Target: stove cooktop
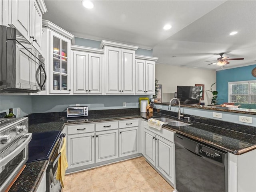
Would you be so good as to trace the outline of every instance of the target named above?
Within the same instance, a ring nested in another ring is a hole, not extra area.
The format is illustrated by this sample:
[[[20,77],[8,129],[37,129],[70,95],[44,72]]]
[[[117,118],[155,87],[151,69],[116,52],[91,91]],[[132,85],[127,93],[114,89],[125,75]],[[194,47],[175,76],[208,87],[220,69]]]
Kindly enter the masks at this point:
[[[49,159],[60,131],[34,133],[28,144],[28,160],[27,163]]]

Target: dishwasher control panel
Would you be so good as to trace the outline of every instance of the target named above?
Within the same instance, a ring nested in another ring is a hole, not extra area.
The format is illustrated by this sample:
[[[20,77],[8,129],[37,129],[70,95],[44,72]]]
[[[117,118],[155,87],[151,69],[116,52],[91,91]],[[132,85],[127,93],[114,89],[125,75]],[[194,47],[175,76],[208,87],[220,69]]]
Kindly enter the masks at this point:
[[[222,154],[218,151],[200,145],[198,147],[198,153],[201,155],[222,163]]]

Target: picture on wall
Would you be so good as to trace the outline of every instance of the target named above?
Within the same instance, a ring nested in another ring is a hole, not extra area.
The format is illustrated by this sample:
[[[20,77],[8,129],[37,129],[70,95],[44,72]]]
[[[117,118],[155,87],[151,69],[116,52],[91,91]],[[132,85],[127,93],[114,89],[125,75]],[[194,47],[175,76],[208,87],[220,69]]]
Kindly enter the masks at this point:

━━━

# The task
Write out the material again from the line with "Target: dishwasher control panel" through the end of the material, requests included, and scale every vertex coordinate in the answers by 0.65, rounding to whole numbers with halves rounded up. Leave the numbers in the requests and their format samples unchanged.

# Expected output
Target: dishwasher control panel
Would you be so good as to trace the outline of every instance of the target named above?
Within the same instance, a ring nested in another ring is a hole, not extra area.
The format is illustrated by this sample:
[[[20,77],[8,129],[37,129],[70,95],[44,72]]]
[[[117,118],[155,87],[151,69],[116,52],[91,91]],[[132,85],[127,93],[114,89],[125,75]],[[194,47],[175,76],[208,87],[220,69]]]
Kindly enter the masks at this point:
[[[144,100],[142,98],[130,94],[129,96],[129,99],[131,101],[144,106]]]

Target: picture on wall
Would you be so good as to trace the outline of every instance of the target named above?
Within the same instance, a ring nested in another ring is a hole, not extra area.
The format is illustrated by this sample:
[[[20,77],[8,129],[37,129],[70,95],[44,72]]]
[[[117,118],[155,87],[151,69],[116,52],[91,91]],[[132,85],[127,93],[114,89],[125,75]],[[194,47],[175,76],[208,87],[220,69]]]
Kindly enter the masks at this point:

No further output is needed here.